Objective: Print the lines below without any change, from the line containing "the snow slope" through the last line. Leave the pictures out of your copy.

Data for processing:
* * *

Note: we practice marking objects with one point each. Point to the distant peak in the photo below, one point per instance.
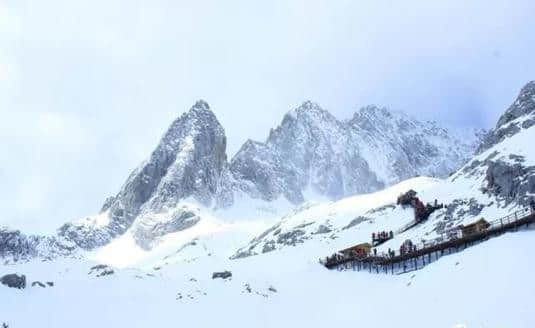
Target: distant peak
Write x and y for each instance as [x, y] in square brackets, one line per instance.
[308, 105]
[308, 109]
[523, 105]
[201, 105]
[375, 110]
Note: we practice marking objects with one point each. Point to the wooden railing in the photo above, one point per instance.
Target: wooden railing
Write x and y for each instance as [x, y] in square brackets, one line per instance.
[451, 238]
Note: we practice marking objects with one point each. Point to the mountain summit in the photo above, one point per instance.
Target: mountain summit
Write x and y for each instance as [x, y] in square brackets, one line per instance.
[310, 155]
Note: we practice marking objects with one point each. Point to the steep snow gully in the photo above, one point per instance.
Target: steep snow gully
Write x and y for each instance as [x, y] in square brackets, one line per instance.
[194, 239]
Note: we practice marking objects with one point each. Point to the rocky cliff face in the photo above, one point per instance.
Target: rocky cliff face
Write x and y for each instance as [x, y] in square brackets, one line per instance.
[189, 162]
[519, 116]
[312, 151]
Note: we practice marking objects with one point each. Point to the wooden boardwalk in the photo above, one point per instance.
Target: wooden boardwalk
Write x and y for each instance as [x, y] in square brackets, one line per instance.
[426, 253]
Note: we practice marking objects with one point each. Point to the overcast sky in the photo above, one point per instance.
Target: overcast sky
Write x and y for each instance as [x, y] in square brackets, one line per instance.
[87, 88]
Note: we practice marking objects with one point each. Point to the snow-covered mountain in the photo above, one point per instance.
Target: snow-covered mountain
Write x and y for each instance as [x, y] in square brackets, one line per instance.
[274, 264]
[495, 182]
[311, 153]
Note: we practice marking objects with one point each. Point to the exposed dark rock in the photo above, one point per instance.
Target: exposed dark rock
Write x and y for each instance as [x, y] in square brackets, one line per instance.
[101, 270]
[510, 182]
[291, 238]
[322, 229]
[14, 281]
[523, 106]
[269, 246]
[356, 221]
[222, 275]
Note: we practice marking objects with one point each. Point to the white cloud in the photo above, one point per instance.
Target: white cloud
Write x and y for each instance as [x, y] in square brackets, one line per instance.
[88, 87]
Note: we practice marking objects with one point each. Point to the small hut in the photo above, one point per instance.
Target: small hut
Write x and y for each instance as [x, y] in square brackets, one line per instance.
[476, 227]
[360, 250]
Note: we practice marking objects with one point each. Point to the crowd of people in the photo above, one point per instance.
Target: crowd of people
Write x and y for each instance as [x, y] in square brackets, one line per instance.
[382, 236]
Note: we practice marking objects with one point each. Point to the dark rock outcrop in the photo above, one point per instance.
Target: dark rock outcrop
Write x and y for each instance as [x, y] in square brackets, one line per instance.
[222, 275]
[14, 281]
[523, 108]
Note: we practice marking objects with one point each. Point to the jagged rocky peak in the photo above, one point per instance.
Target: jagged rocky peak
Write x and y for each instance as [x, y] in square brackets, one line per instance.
[523, 105]
[190, 161]
[520, 115]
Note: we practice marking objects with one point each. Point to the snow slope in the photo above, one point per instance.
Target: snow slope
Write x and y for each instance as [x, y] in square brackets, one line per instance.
[467, 289]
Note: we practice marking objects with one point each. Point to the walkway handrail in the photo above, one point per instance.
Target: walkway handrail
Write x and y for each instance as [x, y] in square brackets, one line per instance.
[493, 225]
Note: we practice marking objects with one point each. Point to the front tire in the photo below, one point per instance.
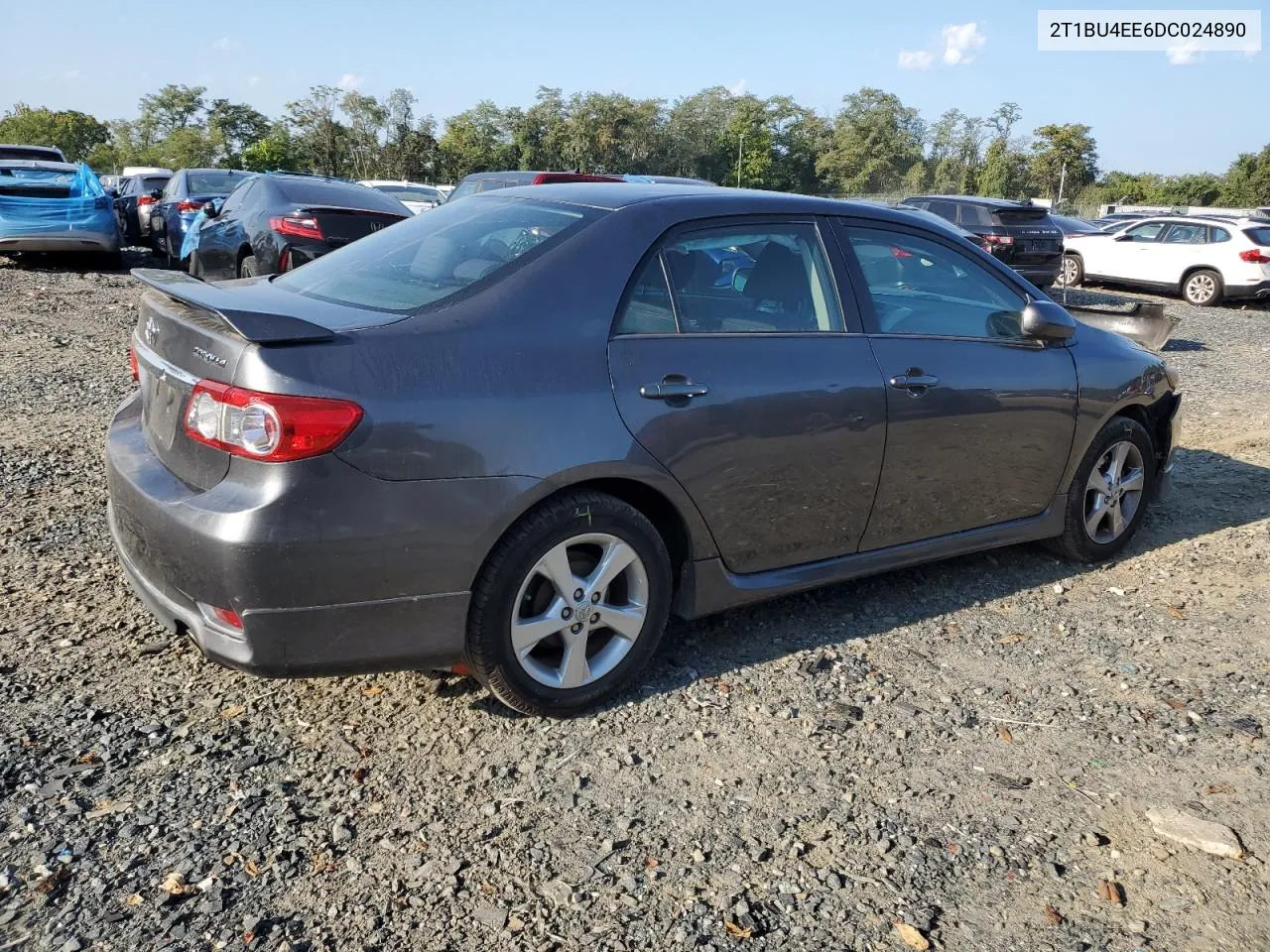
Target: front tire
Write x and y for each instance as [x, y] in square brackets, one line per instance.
[571, 606]
[1203, 289]
[1109, 494]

* * *

Result for this task:
Note: we practice marking objects with one point each. Point to the snow slope in the photo above, one point per instance.
Target: snow slope
Write x and y for each instance as [x, y] in square brackets, one line per instance.
[467, 289]
Note: we practice marking objects with one point each. Point to the walkway handrail in the photo above, one point per instance.
Target: walkway handrail
Write x and y for each instance as [x, y] in square brackets, one line per instance.
[493, 225]
Note: we practice marking objects with one point each. Point to the front tire in the photo below, one point per instance.
Target: front tire
Write x and y for each instance as [x, y] in square brackets, one line per instance.
[571, 606]
[1203, 289]
[1109, 494]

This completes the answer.